> **Task objective**
Reproduce only the lines from the start of the entries through the line containing "[[76, 827], [962, 641]]", inclusive, requests included. Scale every coordinate in the answers by 0.8 and round each result to a whole number, with halves rounded up.

> **Material shown**
* START *

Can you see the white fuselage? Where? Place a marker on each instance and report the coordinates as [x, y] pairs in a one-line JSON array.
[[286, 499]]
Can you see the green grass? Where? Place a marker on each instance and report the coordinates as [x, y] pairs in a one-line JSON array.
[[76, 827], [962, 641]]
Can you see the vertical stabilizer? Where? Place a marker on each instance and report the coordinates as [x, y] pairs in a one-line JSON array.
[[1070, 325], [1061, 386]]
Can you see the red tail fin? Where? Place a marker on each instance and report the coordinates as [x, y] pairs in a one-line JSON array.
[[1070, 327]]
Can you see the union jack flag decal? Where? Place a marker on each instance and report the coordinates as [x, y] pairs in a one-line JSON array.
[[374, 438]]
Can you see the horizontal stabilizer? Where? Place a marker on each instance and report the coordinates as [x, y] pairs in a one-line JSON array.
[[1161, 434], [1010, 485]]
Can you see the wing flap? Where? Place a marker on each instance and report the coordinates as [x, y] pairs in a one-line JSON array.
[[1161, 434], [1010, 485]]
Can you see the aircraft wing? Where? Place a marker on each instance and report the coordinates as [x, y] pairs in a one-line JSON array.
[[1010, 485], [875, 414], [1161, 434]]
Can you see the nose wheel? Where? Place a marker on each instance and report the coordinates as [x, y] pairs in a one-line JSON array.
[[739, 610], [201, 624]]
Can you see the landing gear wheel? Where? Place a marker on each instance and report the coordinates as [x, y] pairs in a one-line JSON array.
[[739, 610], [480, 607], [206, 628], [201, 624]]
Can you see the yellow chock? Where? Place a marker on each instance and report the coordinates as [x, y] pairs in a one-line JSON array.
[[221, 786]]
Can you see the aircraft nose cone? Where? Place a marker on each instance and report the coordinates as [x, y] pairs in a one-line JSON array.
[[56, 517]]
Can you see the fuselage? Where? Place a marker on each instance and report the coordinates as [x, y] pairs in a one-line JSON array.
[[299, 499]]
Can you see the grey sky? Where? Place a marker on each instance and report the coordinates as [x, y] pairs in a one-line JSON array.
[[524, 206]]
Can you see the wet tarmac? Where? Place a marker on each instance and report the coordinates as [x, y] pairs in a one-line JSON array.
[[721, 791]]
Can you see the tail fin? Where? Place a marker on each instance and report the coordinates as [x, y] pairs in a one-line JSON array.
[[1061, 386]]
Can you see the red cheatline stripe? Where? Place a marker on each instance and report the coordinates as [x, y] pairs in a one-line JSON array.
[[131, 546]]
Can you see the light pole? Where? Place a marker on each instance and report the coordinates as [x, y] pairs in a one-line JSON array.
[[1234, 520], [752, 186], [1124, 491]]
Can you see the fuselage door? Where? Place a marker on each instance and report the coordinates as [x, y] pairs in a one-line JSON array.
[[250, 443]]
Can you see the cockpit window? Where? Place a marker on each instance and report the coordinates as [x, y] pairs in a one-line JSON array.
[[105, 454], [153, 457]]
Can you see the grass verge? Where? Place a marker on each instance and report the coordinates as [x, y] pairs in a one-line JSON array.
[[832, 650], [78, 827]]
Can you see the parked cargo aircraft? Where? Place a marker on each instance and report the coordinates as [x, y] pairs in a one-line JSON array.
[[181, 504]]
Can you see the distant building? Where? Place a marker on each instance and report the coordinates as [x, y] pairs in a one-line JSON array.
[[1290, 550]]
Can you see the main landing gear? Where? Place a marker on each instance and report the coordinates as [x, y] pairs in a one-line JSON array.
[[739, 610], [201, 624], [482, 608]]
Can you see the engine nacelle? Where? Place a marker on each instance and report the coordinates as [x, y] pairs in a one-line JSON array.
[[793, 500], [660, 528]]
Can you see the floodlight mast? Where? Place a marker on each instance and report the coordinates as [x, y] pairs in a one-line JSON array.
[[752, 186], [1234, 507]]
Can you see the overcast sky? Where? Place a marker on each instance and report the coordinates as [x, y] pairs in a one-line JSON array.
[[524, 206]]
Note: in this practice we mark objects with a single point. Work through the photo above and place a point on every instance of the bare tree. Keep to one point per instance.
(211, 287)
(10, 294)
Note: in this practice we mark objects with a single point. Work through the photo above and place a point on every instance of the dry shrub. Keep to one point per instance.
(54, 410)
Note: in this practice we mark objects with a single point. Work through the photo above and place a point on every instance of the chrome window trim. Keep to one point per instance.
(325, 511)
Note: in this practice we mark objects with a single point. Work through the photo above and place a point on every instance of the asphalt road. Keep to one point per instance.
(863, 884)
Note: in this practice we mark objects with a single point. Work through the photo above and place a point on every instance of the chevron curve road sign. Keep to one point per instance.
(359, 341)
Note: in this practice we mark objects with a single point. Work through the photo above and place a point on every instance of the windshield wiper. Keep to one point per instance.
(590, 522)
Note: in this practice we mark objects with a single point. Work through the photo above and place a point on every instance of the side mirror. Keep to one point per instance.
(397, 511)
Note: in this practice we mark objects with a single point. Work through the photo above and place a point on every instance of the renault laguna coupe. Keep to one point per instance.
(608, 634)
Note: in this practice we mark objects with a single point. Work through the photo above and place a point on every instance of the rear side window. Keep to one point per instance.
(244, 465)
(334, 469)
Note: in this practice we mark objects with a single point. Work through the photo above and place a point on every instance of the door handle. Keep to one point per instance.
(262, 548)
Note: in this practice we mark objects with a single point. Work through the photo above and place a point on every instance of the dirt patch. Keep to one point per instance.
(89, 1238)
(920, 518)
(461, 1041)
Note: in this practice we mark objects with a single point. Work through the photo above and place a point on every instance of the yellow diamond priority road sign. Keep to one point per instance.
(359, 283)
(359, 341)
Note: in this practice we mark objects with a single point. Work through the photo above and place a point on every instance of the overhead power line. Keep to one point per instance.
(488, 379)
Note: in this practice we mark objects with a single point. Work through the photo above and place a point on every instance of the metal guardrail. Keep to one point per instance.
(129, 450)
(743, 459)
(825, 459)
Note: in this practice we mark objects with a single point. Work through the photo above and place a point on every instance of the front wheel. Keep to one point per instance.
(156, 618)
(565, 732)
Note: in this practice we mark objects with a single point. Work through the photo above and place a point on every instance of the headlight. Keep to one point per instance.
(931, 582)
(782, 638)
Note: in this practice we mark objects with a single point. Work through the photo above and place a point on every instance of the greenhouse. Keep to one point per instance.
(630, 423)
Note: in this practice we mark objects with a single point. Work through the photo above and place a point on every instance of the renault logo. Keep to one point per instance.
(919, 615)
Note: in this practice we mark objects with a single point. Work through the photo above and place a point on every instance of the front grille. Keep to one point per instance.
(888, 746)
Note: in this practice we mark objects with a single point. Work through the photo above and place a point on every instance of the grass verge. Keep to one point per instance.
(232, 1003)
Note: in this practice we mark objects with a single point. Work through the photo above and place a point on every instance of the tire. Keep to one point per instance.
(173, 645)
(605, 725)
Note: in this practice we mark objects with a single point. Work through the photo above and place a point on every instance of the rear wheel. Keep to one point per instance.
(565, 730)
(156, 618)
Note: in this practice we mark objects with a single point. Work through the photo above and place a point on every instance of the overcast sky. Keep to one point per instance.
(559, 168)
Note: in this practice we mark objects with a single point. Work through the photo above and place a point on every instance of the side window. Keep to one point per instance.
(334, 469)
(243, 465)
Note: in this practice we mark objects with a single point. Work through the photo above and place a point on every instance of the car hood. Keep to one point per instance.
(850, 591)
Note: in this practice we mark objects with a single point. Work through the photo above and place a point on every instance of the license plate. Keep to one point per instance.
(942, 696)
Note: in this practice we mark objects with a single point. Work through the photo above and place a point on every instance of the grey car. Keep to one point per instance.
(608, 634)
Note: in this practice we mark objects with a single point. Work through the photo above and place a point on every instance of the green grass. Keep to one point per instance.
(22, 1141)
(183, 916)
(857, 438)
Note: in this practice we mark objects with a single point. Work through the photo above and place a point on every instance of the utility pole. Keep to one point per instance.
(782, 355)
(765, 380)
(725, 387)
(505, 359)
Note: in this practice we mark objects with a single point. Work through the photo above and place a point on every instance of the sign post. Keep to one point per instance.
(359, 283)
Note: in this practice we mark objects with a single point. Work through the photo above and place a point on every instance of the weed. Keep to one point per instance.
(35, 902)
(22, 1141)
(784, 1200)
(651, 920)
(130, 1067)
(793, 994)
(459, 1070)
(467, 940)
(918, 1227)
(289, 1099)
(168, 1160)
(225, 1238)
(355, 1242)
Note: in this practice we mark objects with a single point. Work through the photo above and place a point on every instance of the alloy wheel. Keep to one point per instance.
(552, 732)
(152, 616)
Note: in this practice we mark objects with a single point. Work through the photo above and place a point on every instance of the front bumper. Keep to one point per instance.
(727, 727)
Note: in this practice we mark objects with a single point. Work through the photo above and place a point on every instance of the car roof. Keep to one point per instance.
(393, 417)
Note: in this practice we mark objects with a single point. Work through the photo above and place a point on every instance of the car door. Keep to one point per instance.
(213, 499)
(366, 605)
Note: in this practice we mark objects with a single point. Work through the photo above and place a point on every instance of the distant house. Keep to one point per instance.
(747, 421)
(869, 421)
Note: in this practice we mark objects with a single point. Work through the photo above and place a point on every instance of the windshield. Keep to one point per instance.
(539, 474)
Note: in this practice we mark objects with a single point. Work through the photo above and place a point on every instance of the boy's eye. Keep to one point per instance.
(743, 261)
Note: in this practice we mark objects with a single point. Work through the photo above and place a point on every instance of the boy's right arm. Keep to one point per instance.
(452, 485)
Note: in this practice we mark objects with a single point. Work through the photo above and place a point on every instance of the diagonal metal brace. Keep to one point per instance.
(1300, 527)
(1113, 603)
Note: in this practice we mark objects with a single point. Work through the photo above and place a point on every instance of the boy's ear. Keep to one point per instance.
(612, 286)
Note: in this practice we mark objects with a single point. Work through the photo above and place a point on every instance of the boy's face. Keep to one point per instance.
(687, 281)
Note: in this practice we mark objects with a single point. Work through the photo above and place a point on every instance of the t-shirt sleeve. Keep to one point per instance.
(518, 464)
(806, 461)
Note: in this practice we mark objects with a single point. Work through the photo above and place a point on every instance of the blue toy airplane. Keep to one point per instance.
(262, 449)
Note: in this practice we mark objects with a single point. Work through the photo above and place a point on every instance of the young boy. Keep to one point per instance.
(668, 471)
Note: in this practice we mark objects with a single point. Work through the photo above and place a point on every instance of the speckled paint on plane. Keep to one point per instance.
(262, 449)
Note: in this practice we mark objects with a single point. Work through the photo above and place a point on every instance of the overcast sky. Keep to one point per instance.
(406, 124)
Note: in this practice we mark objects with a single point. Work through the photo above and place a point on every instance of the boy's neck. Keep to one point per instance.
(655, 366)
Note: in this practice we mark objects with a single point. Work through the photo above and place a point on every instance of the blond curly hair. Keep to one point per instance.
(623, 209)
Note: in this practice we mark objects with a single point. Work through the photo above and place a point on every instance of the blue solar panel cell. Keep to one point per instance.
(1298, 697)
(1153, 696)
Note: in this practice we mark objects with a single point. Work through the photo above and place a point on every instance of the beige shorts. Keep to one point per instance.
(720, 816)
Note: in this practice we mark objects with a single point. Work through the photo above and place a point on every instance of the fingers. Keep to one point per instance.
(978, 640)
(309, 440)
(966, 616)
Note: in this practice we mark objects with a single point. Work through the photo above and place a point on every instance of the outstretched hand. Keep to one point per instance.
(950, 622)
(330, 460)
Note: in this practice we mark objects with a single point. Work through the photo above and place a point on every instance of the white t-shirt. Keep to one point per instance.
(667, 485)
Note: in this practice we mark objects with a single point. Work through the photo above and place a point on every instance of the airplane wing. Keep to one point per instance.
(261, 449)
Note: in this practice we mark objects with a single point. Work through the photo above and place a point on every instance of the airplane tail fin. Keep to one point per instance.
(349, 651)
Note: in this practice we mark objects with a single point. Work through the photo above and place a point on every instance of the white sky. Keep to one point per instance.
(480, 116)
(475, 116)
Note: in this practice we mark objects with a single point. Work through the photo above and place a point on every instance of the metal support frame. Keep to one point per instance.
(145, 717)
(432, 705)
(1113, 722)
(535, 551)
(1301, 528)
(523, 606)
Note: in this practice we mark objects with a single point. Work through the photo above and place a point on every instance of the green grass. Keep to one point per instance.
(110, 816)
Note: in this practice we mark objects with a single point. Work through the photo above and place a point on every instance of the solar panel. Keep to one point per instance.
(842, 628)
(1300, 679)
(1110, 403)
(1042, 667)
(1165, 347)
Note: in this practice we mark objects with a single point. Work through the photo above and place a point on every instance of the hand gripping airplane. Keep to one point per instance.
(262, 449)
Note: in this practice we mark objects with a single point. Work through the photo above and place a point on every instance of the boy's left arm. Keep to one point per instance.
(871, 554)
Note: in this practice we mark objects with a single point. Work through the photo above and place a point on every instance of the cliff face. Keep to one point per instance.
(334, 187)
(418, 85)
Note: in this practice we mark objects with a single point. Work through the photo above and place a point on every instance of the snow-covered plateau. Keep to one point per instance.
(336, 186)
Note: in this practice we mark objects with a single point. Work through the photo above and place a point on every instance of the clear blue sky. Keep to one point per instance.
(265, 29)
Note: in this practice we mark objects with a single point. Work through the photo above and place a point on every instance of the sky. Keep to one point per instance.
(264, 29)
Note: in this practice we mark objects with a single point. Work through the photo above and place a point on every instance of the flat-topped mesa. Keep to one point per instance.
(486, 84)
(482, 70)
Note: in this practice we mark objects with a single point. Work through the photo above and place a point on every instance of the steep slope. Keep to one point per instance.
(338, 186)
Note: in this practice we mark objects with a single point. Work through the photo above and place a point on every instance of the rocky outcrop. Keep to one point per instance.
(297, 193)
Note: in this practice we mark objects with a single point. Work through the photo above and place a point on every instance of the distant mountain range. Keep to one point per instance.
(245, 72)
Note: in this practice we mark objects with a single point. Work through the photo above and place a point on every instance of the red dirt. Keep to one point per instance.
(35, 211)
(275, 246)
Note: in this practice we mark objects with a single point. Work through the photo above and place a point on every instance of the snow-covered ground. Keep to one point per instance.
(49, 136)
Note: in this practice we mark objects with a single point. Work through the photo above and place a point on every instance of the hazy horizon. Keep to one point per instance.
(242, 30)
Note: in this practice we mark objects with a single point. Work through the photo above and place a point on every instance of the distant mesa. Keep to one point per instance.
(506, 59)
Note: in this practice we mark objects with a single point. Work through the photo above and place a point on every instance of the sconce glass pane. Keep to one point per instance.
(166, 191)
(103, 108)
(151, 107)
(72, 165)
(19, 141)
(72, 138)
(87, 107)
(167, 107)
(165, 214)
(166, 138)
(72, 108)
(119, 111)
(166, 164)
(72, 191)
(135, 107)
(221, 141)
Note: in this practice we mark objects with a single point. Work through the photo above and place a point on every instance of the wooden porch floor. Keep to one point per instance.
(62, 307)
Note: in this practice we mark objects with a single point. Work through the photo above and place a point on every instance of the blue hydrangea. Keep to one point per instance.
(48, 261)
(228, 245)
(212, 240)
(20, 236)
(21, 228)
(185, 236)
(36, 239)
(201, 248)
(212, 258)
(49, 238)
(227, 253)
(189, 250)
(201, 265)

* END *

> **Solved exercise**
Can you see the white fuselage? Where? Place a marker on each instance and report the coordinates as [x, y] pairs in a one-line JSON array.
[[229, 399]]
Can you see the green grass? Where? Place a marker on each instance and report the coordinates as [x, y] pairs in a one-line JSON array.
[[61, 662], [770, 513]]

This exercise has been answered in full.